━━ Study text
Meaning: SY-005 can be feasibly administered to patients with severe COVID-19 without serious adverse events. Further studies of SY-005 are warranted.
Coronavirus disease 2019 (COVID-19) is a respiratory tract infection caused by the virus SARS-CoV-2. Although most people infected with this coronavirus show only mild symptoms, approximately 14% develop severe disease that requires hospitalization and oxygen support and 5% require admission to an ICU (1). Severe COVID-19 is complicated by acute respiratory distress syndrome, sepsis, thromboinflammation, and multiorgan failure (1, 2). Despite the availability of vaccines and therapies that target various stages of the disease (3), the disease is now endemic and causes ongoing morbidity and mortality, with 3.3 million cases and 23,000 fatalities globally more than 28 days in the weekly report for April 2023 from the World Health Organization (WHO) (4). Thus, the development of effective treatment for this disease is essential for ongoing management of this global health crisis.
Annexin A5 is a constitutively expressed protein with anti-inflammatory, antiapoptotic, and anticoagulant properties (5). Preclinical studies in models of sepsis have shown potential therapeutic efficacy (6–8). Many of the potential mechanisms and benefits of annexin A5 including inhibition of the proinflammatory response and improved vascular endothelial function may apply in COVID-19 (6, 7, 9). A recombinant human annexin A5 (SY-005) has undergone phase 1 safety testing in healthy volunteers (ClinicalTrials.gov registration NCT04217629; results available at https://osf.io/j5au9/).
━━━━
━━ Records supplied
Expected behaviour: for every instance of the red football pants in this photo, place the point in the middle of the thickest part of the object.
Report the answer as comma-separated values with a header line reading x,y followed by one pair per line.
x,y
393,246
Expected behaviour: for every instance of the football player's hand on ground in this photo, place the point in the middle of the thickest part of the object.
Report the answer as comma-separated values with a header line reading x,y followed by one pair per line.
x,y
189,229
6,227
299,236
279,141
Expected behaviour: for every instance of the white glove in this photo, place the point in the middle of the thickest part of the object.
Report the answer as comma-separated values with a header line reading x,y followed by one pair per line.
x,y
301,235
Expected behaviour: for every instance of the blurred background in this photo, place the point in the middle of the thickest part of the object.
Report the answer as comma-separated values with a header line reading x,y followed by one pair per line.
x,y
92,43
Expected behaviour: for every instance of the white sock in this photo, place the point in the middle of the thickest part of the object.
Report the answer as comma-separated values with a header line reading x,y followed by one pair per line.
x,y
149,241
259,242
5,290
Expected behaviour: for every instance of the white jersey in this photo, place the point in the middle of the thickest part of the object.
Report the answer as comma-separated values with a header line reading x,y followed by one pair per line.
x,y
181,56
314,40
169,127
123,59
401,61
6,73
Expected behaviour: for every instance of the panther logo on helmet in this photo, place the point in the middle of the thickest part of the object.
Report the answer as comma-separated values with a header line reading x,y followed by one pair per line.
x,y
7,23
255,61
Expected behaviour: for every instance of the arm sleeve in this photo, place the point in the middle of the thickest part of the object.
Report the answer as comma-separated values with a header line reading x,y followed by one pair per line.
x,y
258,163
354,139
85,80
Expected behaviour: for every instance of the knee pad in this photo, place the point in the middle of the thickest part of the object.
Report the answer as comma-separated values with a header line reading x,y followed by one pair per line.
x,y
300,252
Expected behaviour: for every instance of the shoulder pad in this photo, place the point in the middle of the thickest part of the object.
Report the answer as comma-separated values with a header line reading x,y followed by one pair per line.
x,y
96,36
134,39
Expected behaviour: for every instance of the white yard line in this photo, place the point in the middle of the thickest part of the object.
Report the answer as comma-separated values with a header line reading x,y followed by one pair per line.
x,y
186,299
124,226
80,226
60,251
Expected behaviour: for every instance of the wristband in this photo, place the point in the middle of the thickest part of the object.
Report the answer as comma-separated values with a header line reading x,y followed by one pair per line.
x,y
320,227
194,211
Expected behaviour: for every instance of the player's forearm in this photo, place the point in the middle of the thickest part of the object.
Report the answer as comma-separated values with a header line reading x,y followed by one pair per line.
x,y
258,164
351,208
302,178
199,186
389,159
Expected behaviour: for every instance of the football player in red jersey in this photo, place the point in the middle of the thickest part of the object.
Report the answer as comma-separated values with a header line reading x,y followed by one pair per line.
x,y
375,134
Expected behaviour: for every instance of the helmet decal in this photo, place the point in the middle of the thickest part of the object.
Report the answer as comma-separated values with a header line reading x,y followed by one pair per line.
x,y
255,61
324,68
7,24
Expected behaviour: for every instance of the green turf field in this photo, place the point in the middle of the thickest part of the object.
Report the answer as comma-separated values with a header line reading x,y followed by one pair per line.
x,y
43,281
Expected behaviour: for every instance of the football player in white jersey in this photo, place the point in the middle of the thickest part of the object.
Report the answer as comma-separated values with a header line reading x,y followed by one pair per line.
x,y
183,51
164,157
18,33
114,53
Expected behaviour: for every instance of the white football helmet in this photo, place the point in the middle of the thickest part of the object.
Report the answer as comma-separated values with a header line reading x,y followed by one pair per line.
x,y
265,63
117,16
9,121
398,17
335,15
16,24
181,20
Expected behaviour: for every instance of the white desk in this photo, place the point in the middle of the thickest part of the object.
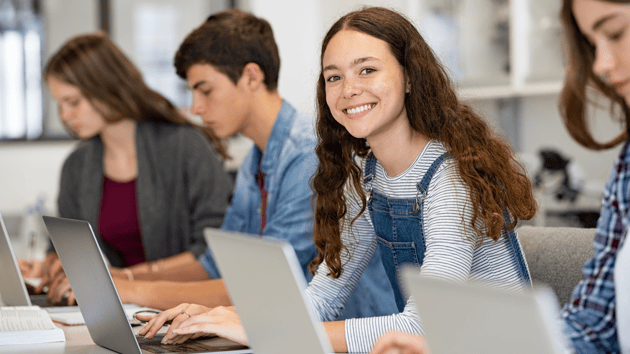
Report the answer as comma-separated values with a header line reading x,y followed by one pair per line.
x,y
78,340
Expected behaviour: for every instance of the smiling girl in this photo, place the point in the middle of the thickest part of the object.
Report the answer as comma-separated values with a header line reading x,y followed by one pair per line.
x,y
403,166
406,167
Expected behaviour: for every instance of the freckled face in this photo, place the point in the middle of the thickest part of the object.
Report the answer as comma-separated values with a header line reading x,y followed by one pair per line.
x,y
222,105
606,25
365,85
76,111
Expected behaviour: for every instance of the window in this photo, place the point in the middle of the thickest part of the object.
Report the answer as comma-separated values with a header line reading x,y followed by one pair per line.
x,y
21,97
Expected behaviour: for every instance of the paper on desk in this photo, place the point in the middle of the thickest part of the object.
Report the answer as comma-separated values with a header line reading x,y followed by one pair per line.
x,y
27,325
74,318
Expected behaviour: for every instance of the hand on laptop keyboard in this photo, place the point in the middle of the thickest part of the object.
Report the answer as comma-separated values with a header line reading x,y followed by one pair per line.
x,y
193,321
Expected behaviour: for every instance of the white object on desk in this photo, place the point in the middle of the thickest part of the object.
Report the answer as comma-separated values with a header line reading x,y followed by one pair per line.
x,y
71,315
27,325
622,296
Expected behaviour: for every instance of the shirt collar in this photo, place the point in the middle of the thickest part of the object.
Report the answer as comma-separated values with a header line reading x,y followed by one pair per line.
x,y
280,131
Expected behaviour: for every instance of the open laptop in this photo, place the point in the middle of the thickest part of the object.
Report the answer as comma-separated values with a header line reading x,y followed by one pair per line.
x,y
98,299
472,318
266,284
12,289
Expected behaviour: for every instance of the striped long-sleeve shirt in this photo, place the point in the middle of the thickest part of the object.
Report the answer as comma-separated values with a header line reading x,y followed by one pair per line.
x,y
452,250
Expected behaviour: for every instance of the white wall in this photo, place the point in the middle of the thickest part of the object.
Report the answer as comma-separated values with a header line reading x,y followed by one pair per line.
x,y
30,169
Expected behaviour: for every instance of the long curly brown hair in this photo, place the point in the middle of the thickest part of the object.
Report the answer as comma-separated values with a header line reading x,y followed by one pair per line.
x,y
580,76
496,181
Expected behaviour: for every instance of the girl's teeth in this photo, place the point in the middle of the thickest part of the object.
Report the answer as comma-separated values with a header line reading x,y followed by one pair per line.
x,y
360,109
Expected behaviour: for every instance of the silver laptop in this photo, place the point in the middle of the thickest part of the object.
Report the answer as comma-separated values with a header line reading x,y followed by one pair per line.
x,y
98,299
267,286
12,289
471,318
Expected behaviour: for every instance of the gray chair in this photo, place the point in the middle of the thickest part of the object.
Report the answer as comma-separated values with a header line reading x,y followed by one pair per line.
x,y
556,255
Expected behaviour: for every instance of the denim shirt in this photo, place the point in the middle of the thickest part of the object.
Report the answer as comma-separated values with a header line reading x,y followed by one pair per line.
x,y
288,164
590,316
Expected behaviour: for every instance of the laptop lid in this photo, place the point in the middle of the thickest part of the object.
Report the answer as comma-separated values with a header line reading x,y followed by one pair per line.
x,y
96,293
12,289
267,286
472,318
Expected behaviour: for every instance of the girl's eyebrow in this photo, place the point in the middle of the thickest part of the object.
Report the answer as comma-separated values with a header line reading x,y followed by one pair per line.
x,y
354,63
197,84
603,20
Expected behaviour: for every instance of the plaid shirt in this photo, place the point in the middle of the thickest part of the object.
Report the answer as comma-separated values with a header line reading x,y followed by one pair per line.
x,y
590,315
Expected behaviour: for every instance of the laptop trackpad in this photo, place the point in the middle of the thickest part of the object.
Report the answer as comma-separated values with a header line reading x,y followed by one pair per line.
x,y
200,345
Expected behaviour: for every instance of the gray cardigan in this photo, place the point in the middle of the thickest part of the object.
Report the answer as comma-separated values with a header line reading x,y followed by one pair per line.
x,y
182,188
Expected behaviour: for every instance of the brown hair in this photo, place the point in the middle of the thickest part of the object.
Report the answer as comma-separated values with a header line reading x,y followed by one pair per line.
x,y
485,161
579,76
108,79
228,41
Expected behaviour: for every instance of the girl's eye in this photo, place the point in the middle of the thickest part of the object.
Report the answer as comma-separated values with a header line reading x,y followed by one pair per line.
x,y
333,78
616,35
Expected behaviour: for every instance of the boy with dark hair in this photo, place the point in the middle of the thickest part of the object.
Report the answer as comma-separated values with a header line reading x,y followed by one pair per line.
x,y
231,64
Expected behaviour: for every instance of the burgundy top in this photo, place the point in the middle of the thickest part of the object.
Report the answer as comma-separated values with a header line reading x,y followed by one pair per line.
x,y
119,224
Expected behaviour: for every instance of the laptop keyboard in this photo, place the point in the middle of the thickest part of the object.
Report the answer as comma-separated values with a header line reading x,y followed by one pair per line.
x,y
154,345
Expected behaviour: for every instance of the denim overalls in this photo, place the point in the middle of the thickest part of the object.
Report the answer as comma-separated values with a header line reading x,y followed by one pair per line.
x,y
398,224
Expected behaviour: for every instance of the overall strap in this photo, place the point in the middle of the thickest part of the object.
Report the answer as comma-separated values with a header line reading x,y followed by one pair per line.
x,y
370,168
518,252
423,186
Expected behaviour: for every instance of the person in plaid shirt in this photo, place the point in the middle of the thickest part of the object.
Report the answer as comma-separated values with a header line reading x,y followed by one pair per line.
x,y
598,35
━━━━
━━ Records supplied
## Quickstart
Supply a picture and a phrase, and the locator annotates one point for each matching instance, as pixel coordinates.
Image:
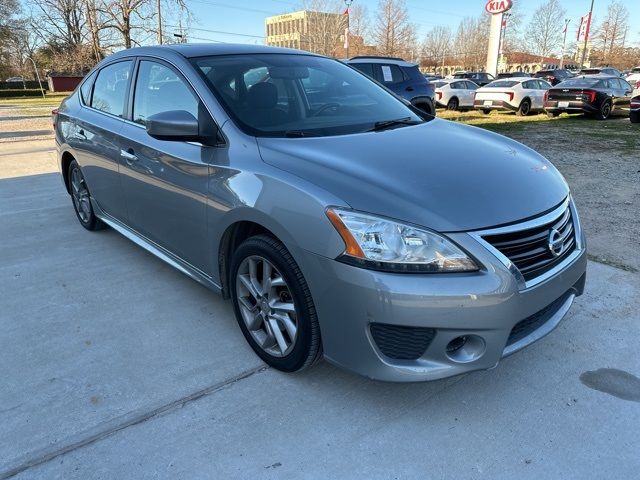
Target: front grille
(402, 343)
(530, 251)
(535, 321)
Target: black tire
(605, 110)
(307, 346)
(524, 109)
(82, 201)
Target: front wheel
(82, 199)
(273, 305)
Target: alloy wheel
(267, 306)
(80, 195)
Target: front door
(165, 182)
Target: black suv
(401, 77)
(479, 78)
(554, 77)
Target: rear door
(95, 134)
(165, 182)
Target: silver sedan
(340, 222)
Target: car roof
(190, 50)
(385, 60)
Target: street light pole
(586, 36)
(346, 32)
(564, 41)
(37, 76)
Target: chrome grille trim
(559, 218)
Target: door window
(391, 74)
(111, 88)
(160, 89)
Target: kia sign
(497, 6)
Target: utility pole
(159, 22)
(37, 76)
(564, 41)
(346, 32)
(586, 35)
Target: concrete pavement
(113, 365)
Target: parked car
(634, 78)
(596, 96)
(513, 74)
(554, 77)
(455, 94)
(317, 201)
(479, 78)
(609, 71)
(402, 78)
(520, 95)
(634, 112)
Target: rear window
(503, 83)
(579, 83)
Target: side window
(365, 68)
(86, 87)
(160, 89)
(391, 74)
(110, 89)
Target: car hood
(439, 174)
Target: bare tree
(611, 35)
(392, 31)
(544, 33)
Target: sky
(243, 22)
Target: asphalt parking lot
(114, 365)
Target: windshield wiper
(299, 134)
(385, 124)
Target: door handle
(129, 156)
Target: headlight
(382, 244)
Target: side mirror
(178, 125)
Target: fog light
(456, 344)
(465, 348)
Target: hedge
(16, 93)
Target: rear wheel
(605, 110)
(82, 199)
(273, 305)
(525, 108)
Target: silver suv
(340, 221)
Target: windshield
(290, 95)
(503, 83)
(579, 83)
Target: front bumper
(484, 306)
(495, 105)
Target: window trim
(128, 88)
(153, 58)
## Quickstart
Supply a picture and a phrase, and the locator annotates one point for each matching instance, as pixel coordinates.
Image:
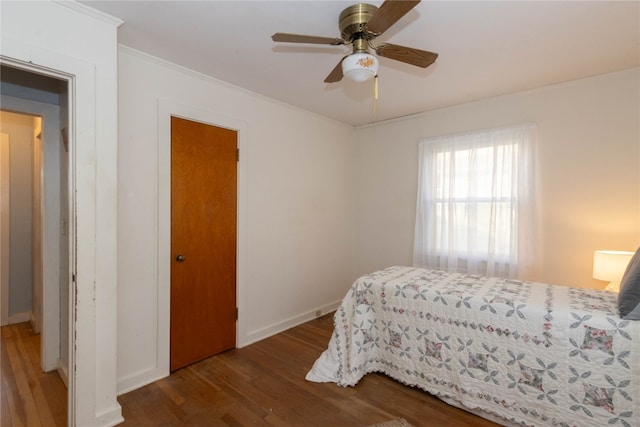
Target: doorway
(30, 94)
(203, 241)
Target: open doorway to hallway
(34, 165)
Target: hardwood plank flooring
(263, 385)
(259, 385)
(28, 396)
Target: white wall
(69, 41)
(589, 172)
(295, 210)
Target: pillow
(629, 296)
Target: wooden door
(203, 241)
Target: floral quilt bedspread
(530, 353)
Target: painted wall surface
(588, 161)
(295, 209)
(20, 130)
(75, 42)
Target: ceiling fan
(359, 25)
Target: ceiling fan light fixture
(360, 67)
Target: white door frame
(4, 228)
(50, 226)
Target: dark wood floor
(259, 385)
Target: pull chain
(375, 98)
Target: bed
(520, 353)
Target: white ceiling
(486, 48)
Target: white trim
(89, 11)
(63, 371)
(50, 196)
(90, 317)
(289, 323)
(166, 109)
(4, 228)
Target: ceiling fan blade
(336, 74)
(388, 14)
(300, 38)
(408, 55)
━━━━
■ Questions to answer ■
#1 In the passage on SY-005 and COVID-19, what share of people infected with the coronavirus develop severe disease requiring hospitalization and oxygen support?
#2 Repeat everything in the passage on SY-005 and COVID-19 from "Coronavirus disease 2019" down to "global health crisis.".
#3 Pick up the passage on SY-005 and COVID-19 after its last sentence and continue it.

■ Results by task ■
#1 Approximately 14%.

#2
Coronavirus disease 2019 (COVID-19) is a respiratory tract infection caused by the virus SARS-CoV-2. Although most people infected with this coronavirus show only mild symptoms, approximately 14% develop severe disease that requires hospitalization and oxygen support and 5% require admission to an ICU (1). Severe COVID-19 is complicated by acute respiratory distress syndrome, sepsis, thromboinflammation, and multiorgan failure (1, 2). Despite the availability of vaccines and therapies that target various stages of the disease (3), the disease is now endemic and causes ongoing morbidity and mortality, with 3.3 million cases and 23,000 fatalities globally more than 28 days in the weekly report for April 2023 from the World Health Organization (WHO) (4). Thus, the development of effective treatment for this disease is essential for ongoing management of this global health crisis.

#3
In this phase 2 randomized clinical trial, we evaluated the feasibility of administering SY-005 at doses of 50 or 100 µg/kg IV every 12 hours for 7 days to critically ill patients with severe COVID-19. The primary objective was assessed by enrollment metrics, protocol adherence, and safety parameters. The secondary objective was to evaluate clinical outcomes at day 30.
METHODS
Ethics
The study “Annexin A-5 in patients with severe COVID-19 disease” was approved by the Health Sciences Research Ethics Board (HSREB) at Western University on February 27, 2021, with project ID 116140. All procedures followed the ethical standards of the HSREB and the Helsinki Declaration of 1975, as most recently amended (https://www.wma.net/policies-post/wma-declaration-of-helsinki-ethical-principles-for-medical-research-involving-human-subjects/). Consent was obtained for each participant from their substitute decision maker and affirmed from the participant when possible. The study was registered at ClinicalTrials.gov (NCT04748757).
An independent data safety monitoring board was established prior to receiving ethics approval as required by the HSREB.
Trial Design
This was a three-arm randomized controlled feasibility trial (1:1:1; placebo:50 µg/kg SY-005:100 µg/kg SY-005) in two academic ICU. Blocked randomization with randomly permuted blocks of sizes 3 and 6 was used. Randomization was stratified by age at the time of enrollment (65 and < or >65 y) and by ICU. Randomization was performed by the study pharmacist or delegate using REDCap (Research Electronic Data Capture, Vanderbilt University, Nashville, TN) (10, 11) and all other study personnel and participants were blinded.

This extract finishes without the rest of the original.